### Exercise details
Can you reproduce the data beneath, keeping every line exact?

### The input

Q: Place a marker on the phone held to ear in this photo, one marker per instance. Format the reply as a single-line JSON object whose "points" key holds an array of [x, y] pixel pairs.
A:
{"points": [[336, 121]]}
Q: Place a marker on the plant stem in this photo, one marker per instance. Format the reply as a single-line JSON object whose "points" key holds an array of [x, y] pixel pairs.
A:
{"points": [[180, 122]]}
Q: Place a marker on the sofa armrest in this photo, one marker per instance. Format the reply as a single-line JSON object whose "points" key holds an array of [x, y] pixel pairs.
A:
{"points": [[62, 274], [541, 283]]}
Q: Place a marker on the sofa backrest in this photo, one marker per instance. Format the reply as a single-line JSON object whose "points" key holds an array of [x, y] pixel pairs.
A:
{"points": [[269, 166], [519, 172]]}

### The response
Q: Place a marker on the phone held to ear in this photo, one marker per instance. Format the reply as a single-line JSON object whose "points" key holds an array of [x, y] pixel pairs.
A:
{"points": [[336, 121]]}
Q: Place a marker on the plant stem in this photo, one marker per instance. Format the reply as a single-line JSON object whose "points" key holds an array of [x, y] pixel pairs.
A:
{"points": [[180, 122]]}
Q: Place a marker on the sofa armrest in this photo, one marker per instance. Format the reply as a single-line JSON object whose "points" key holds an array of [x, y] pixel pairs.
A:
{"points": [[62, 274], [541, 283]]}
Q: Place a marker on the sofa backrest in this photo, one marker per instance. Format the reply as a single-line JSON object whose "points" key holds an array of [x, y] pixel pairs.
A:
{"points": [[269, 166], [519, 172]]}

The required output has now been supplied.